- [Work order] Continue the news article on the FDA blood donation policy, starting right after its last sentence.
[Opening Text block section]
FDA Under Pressure To Update Blood Policy After Gay Club Shooting

John McDonald READ TIME: 2 MIN.

Members of the U.S. Congress are calling on the Food and Drug Administration to update its policy regarding gay men donating blood.

At a Capitol Hill press conference on Tuesday, House Democrats demanded the FDA jettison a 1983 law preventing gay men from donating blood. Under current FDA rules any man who has had sex with another man in the last year is forbidden from donating blood.

U.S. Congresswoman Debbie Wasserman Schultz (D-Pembroke Pines) wants the process expedited in light of the tragic shooting in Orlando.

"Proud to lead a letter to @US_FDA on changing their blood donation policy for gay men. #BloodIsBlood," Wasserman Schultz tweeted Tuesday.

Reports of gay men being turned away from donating blood in the aftermath of Sunday's massacre at Pulse Nightclub were widespread. The American Medical Association and the American Red Cross have called the FDA's rule "medically and scientifically unwarranted."
[Closing Text block section]
[Opening Material shown section]
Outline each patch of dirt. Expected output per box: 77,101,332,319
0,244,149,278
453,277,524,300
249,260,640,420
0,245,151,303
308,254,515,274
[Closing Material shown section]
- [Written response]
White House spokesman Josh Earnest addressed the policy Tuesday. "We're going to rely on scientific advice," Earnest told the Associated Press. "It's going to be rooted in the advice we're getting from scientists at the FDA."

U.S. Congressman Patrick Murphy (D-Jupiter) joined the chorus in calling for the FDA's policy to be reviewed and changed.

"While the sight of thousands of my fellow Floridians lining up for hours to donate blood following this horrifying attack moves us beyond words, it is unconscionable that gay men are prohibited from doing so due to a bigoted federal regulation," said Murphy, in a news release. "It is beyond time for the FDA to lift this discriminatory ban. It should not be harder for a gay man to donate blood to his friends in the hospital than it is for a terrorist to buy the guns that put them there."